**JOB**: Each line of the material must be returned exactly.

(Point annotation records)
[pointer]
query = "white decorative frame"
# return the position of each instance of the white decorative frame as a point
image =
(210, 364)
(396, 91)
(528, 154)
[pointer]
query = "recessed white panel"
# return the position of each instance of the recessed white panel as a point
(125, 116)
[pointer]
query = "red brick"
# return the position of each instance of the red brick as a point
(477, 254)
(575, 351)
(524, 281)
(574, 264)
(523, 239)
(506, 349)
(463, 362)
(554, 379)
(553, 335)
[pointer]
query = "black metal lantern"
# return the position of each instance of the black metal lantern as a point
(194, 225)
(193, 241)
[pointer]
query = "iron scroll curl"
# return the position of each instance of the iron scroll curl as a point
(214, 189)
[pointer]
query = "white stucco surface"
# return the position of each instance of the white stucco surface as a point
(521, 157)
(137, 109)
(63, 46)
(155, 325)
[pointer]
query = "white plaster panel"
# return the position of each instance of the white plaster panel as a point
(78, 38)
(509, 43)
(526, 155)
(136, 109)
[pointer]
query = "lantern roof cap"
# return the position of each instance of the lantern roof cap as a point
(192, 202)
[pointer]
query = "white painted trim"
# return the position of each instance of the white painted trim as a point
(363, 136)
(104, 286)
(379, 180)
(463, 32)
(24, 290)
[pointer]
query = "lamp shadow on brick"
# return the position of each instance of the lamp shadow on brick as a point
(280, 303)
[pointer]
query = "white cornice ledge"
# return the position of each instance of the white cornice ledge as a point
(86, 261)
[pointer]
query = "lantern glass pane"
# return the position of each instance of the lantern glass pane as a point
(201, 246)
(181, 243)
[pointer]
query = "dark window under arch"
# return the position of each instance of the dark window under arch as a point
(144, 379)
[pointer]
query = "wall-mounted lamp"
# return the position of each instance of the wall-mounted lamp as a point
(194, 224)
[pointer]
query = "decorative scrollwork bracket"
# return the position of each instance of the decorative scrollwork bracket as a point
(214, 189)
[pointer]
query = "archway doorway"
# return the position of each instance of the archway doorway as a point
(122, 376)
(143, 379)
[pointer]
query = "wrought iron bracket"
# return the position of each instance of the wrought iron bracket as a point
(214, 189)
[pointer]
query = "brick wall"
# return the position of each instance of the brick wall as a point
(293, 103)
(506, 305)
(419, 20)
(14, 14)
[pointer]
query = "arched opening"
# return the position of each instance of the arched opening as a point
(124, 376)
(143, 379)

**RESPONSE**:
[pointer]
query = "white decorative frame"
# return the position of each instance of the white decorative frame as a point
image =
(210, 364)
(396, 91)
(528, 154)
[pointer]
query = "recessed white panel"
# return the position of each instance of the recessed white panel as a point
(125, 116)
[pointer]
query = "red brick"
# return the position of each instance of the red brick as a point
(477, 254)
(575, 351)
(524, 281)
(574, 264)
(523, 239)
(506, 349)
(463, 362)
(554, 379)
(553, 335)
[pointer]
query = "black metal lantern"
# return the position of each instance of the black metal lantern as a point
(194, 225)
(193, 241)
[pointer]
query = "iron scroll curl"
# return the position of each instance of the iron scroll curl as a point
(214, 189)
[pointer]
query = "white stucco surface"
# return the position of each instance of the white stucco surface as a point
(521, 157)
(137, 109)
(63, 46)
(155, 325)
[pointer]
query = "white plaster panel"
# return the position of each instance of the white plaster panel as a point
(78, 38)
(509, 43)
(526, 155)
(136, 109)
[pointer]
query = "lantern roof cap"
# return the position of each instance of the lantern roof cap as a point
(192, 202)
[pointer]
query = "white painted trim"
# return the position of each instance of the white painted trim as a point
(363, 136)
(104, 286)
(379, 180)
(463, 32)
(24, 290)
[pointer]
query = "lamp shadow on brick"
# return the position of each instance of the lamp shadow on brick as a point
(280, 303)
[pointer]
query = "white cornice ledge"
# return the position of each instance of the white cornice ledge as a point
(86, 261)
[pointer]
query = "lantern glass pane"
# return the position of each instance of the lantern glass pane as a point
(201, 246)
(181, 243)
[pointer]
query = "dark window under arch"
# return the position of each instance of the dark window under arch as a point
(144, 379)
[pointer]
query = "wall-mounted lamp"
# return the position of each instance of the wall-mounted lamp as a point
(194, 224)
[pointer]
query = "decorative scrollwork bracket"
# return the position of each instance of the decorative scrollwork bracket as a point
(214, 189)
[pointer]
query = "archway doorway"
# return the position of each instance of the archway doorway as a point
(122, 376)
(143, 379)
[pointer]
query = "wrought iron bracket"
# return the position of each instance of the wrought iron bracket as a point
(214, 189)
[pointer]
query = "brick wall"
# return the position of each instance of the brick wall as a point
(293, 103)
(506, 305)
(419, 20)
(14, 14)
[pointer]
query = "arched opening"
# return the position of each instance of the arched opening as a point
(124, 376)
(143, 379)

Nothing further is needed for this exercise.